»»

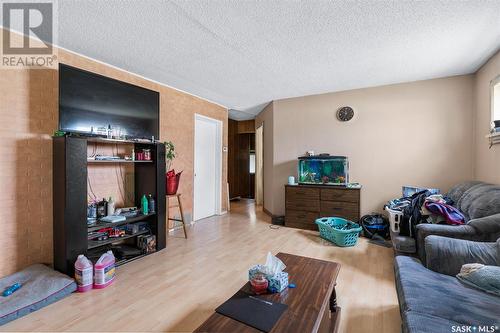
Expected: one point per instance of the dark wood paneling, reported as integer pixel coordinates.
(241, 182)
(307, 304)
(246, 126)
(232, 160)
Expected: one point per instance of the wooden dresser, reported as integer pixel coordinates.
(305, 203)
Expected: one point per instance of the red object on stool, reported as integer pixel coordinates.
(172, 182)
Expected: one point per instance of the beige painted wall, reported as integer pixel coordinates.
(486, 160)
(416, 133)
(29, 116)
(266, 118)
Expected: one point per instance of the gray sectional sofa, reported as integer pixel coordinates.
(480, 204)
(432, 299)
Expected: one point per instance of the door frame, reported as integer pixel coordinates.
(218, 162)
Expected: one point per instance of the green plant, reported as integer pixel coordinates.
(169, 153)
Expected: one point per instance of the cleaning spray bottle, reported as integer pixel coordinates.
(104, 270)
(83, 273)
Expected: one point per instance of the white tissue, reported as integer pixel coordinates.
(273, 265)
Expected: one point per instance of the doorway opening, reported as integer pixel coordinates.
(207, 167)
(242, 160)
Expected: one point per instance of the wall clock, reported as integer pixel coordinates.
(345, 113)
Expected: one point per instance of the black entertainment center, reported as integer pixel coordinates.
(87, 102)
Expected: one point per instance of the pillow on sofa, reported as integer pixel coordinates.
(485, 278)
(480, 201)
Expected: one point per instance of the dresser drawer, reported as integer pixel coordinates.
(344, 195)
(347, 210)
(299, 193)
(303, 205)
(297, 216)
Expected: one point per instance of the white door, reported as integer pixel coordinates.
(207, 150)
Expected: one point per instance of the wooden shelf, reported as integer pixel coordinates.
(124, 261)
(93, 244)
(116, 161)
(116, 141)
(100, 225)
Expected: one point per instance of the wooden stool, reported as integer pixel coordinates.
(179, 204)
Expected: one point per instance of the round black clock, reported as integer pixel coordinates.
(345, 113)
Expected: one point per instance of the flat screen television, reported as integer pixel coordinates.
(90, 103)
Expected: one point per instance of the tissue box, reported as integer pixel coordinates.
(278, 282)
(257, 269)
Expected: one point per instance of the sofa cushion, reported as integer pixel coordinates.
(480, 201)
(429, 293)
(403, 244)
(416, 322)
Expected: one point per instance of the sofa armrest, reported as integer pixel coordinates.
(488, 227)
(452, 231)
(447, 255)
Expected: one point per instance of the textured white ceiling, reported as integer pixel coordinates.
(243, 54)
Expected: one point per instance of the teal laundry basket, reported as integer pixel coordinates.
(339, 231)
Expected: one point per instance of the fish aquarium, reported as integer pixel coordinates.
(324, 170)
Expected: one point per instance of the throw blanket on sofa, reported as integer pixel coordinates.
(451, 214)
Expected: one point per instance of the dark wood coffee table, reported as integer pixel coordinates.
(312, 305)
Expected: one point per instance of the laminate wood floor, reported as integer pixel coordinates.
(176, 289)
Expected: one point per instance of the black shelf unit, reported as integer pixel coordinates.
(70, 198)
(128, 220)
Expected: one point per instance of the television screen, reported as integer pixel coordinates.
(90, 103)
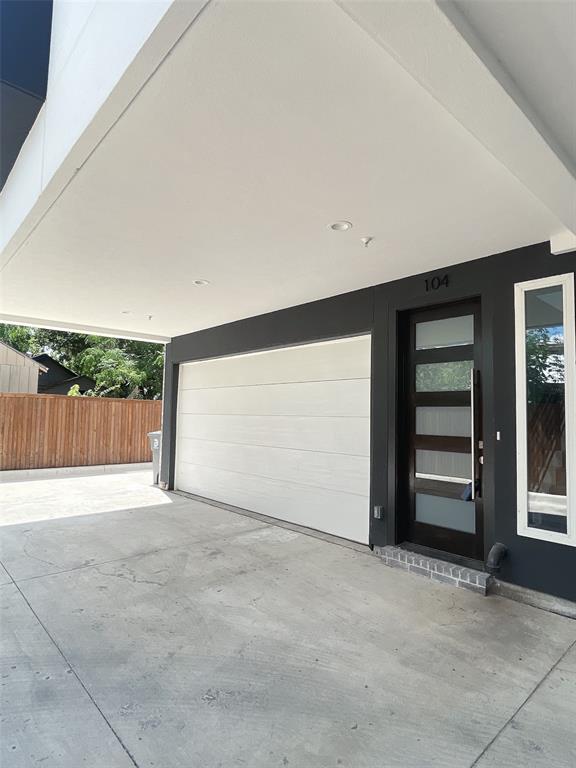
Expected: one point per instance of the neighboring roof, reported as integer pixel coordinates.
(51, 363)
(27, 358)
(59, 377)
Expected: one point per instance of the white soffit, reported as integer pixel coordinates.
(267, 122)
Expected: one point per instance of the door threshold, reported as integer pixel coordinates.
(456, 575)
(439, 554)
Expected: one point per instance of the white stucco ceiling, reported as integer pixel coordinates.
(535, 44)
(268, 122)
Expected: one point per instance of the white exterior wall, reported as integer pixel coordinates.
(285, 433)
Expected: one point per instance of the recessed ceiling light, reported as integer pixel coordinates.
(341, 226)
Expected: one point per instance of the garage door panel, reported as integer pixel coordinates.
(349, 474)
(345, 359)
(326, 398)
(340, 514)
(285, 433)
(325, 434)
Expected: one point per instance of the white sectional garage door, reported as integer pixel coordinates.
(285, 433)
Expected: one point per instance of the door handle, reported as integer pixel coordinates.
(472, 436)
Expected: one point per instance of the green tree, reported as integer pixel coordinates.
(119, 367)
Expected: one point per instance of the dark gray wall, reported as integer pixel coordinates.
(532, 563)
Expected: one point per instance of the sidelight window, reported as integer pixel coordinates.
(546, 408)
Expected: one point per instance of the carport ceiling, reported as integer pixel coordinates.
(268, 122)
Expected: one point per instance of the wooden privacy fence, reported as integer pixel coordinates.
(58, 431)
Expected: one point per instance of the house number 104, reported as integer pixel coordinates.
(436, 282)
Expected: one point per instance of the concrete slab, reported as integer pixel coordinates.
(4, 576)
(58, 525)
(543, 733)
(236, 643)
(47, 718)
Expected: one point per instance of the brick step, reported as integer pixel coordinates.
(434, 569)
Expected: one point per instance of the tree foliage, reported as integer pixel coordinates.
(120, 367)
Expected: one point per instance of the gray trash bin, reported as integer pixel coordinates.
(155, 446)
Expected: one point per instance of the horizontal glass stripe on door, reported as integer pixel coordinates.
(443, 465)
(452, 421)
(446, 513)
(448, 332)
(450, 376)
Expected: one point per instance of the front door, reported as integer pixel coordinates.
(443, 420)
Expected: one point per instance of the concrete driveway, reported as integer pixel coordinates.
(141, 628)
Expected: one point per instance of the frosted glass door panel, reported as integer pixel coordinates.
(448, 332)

««

Instructions to follow:
Repeat every item above word for word, leaving out the pictures.

Task result:
Expected: one point per instance of the dark wood paneling, reported as integer pixel coordinates.
(241, 182)
(307, 304)
(246, 126)
(232, 160)
Expected: one point per instance of the wooden dresser, reported as integer pixel coordinates.
(305, 203)
Expected: one point per instance of the red object on stool, reported as integer pixel coordinates.
(172, 182)
Expected: one point per instance of the beige painted wall, reported as integer pixel coordinates.
(486, 160)
(416, 133)
(29, 116)
(266, 118)
Expected: one point per instance of the gray sectional sofa, reported as integer pixel coordinates.
(480, 204)
(432, 299)
Expected: one point per instance of the door frame, reported as integer pixel coordinates.
(218, 162)
Expected: one point per instance of the green plant, reported as integer pixel coordinates.
(169, 153)
Expected: one point per instance of the cleaning spray bottle, reported as integer pixel coordinates.
(104, 270)
(83, 273)
Expected: one point per instance of the white tissue, reported as integer pixel coordinates.
(273, 265)
Expected: one point per instance of the doorway opening, reported as integer pixel coordinates.
(207, 167)
(242, 160)
Expected: one point per instance of the wall clock, reported as integer pixel coordinates.
(345, 113)
Expected: one point per instance of the black entertainment center, reported as integer pixel coordinates.
(87, 102)
Expected: one point per instance of the pillow on sofa, reported as integer pixel coordinates.
(485, 278)
(480, 201)
Expected: one point per instance of the dresser drawer, reported as integer pixel coordinates.
(344, 195)
(347, 210)
(299, 193)
(303, 205)
(297, 216)
Expected: one point per instance of the white door, reported as integer pixel coordinates.
(207, 150)
Expected: one point per instance of the wooden shelf, reported as integer pixel coordinates.
(124, 261)
(93, 244)
(116, 161)
(116, 141)
(100, 225)
Expected: one point per instance of the wooden stool, reported as integer pixel coordinates.
(179, 204)
Expected: one point per instance of the round black clock, reported as integer pixel coordinates.
(345, 113)
Expected: one point per instance of the flat screen television, reported as integer pixel coordinates.
(90, 103)
Expected: one point per instance of the tissue box, reported as integer pixel coordinates.
(278, 282)
(257, 269)
Expected: one point per instance of the sofa cushion, reported as integer pixel coordinates.
(480, 201)
(429, 293)
(403, 244)
(416, 322)
Expected: one point per instance of the sofa armrest, reported as integer pixel coordinates.
(488, 227)
(452, 231)
(447, 255)
Expected: one point per instance of the textured white ceiling, reported as integer pixel coordinates.
(243, 54)
Expected: one point per instance of the teal laundry basket, reported as integer pixel coordinates.
(339, 231)
Expected: one point per instance of the fish aquarium, reported as integer pixel coordinates.
(324, 170)
Expected: one point per instance of the throw blanket on sofa, reported as integer pixel coordinates.
(451, 214)
Expected: one point per instance of the dark wood coffee table, reported as integer pixel coordinates.
(312, 305)
Expected: one point per instance of the laminate wood floor, reported as integer pixel coordinates.
(176, 289)
Expected: one point per instance of the black shelf unit, reported as integer pixel coordinates.
(70, 198)
(128, 220)
Expected: one point per instance of the television screen, reported as integer pixel coordinates.
(90, 103)
Expected: one point per instance of the neighboring roof, reported as integer pixel coordinates.
(51, 363)
(27, 358)
(59, 377)
Expected: one point per instance of the white soffit, reported as integer pixel coordinates.
(267, 122)
Expected: one point per instance of the door threshold, reported as integer pixel coordinates.
(456, 575)
(439, 554)
Expected: one point per instance of the white stucco ceiling, reported as integer pixel coordinates.
(535, 44)
(268, 122)
Expected: one point per instance of the white exterior wall, reported as integer pixel coordinates.
(285, 433)
Expected: one point per instance of the recessed ceiling light, reported as integer pixel coordinates.
(341, 226)
Expected: one point per instance of the garage door panel, reported as integer pixel coordinates.
(349, 474)
(345, 359)
(326, 398)
(340, 514)
(285, 433)
(325, 434)
Expected: one point per instance of the white sectional garage door, reported as integer pixel coordinates.
(285, 433)
Expected: one point per instance of the door handle, reported as integer pixel coordinates.
(472, 436)
Expected: one point per instance of the green tree, reported as integer pixel coordinates.
(119, 367)
Expected: one point per instance of the dark gray wall, reported as integer pixel coordinates.
(532, 563)
Expected: one point per instance of the sidelight window, reported as integer pixel coordinates.
(546, 408)
Expected: one point per instance of the carport ceiling, reported as integer pixel coordinates.
(268, 122)
Expected: one point per instance of the wooden privacy fence, reported as integer pixel coordinates.
(58, 431)
Expected: one point per instance of the house number 104, reported as integer pixel coordinates.
(436, 282)
Expected: one point per instance of the concrete slab, reported as integer pixel coordinates.
(4, 576)
(58, 525)
(543, 733)
(236, 643)
(47, 718)
Expected: one point per instance of the brick step, reported as integer pixel coordinates.
(434, 569)
Expected: one point per instance of the tree foliage, reported as integer pixel coordinates.
(120, 367)
Expected: one point per instance of the gray trash bin, reported as integer pixel coordinates.
(155, 446)
Expected: one point per instance of the horizontal glass stripe on door, reported as integer pixel coordinates.
(443, 465)
(452, 421)
(446, 513)
(448, 332)
(450, 376)
Expected: one point per instance of the front door, reported as integer pixel coordinates.
(443, 420)
Expected: one point per instance of the concrete driveway, reported as integer pixel coordinates.
(141, 628)
Expected: one point per instance of the frosted glass door panel, reported as integer pixel coordinates.
(448, 332)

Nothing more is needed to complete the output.